▶ _Material for the task_

--- Start ---

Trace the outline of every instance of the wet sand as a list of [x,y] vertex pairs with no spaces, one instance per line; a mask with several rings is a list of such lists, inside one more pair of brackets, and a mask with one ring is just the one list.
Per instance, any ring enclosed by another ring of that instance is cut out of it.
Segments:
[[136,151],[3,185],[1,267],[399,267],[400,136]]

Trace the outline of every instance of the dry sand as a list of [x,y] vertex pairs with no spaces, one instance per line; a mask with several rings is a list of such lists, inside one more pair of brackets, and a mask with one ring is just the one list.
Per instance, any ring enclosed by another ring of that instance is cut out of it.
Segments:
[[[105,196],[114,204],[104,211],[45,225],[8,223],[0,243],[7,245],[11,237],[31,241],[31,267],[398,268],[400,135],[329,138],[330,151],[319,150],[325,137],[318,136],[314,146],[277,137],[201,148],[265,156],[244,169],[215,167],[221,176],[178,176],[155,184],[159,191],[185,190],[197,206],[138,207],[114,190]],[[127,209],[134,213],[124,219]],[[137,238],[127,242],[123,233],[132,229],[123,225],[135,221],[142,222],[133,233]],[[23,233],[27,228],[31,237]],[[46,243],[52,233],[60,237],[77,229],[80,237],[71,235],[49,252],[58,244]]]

--- End ---

▶ _Aim of the exercise_
Set down every line of the material above once more, character for character and without any alteration.

▶ _Exercise result_
Trace the outline of every instance of the wet sand as a list of [x,y] vertex pairs with no spaces, one instance per line; a mask with several rings is a list of such lists, inside one more pair of brackets, and a mask with one ring is just the one list.
Per instance, any ring enclosed by another ring of that instance is cut out of it.
Segments:
[[136,151],[3,185],[1,267],[399,267],[400,136]]

Trace the outline of every instance of the dry sand as a list of [x,y] vertex pairs with no spaces, one instance per line; a mask with several rings is a list of such lists, inside one more pair of brackets, and a mask with one ring is just the one list.
Per instance, any ring enclosed by another ring of that instance is cut out of it.
Segments:
[[[105,196],[114,204],[104,211],[45,225],[8,223],[0,243],[7,245],[11,237],[31,241],[31,267],[398,268],[400,135],[329,138],[330,151],[319,150],[325,137],[318,136],[314,146],[277,137],[201,148],[265,156],[244,169],[215,167],[221,176],[178,176],[155,184],[159,191],[185,190],[197,206],[138,207],[114,190]],[[127,209],[134,213],[124,219]],[[137,238],[127,242],[123,233],[132,229],[123,225],[135,221],[142,222],[133,233]],[[23,233],[27,228],[31,237]],[[46,243],[52,233],[60,237],[77,229],[80,237],[71,235],[49,252],[58,244]]]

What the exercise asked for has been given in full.